**Dataset records about object locations:**

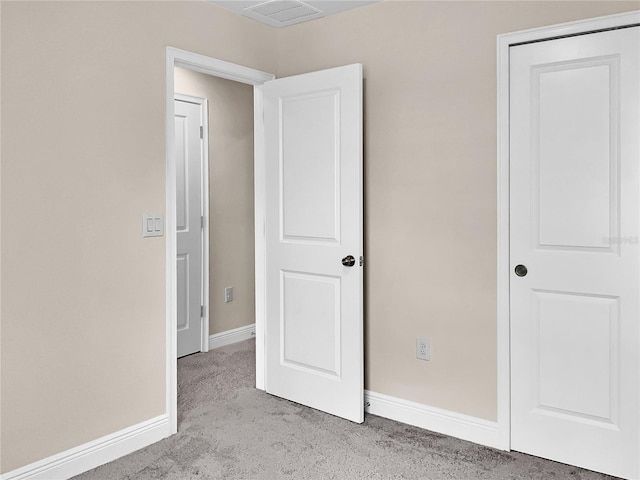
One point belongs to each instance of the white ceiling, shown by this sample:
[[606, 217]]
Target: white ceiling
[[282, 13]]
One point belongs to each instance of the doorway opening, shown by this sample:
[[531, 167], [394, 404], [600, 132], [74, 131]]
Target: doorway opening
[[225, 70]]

**Requirements:**
Pictures don't belong in the copy. Transcribe every record exactly as it appears.

**Result for this task:**
One point belongs to each instance of the white ceiling, shown by this sample:
[[606, 217]]
Target: white ceiling
[[282, 13]]
One point belongs to each instance of the doorway opening, shown by this sample:
[[531, 167], [394, 404], [600, 132], [74, 131]]
Target: doorway opening
[[225, 70]]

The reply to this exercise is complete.